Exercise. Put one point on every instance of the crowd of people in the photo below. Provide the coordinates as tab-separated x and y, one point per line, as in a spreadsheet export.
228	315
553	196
---
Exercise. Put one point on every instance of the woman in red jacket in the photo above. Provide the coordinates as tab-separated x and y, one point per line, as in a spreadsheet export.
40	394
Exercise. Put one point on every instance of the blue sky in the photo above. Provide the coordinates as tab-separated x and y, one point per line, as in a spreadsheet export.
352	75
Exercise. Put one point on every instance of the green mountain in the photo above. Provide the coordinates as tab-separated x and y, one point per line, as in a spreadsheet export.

= Written exercise =
Please count the lines of the records that contain the string "point", matching case exactly, and give only the number.

= Solution to this task =
4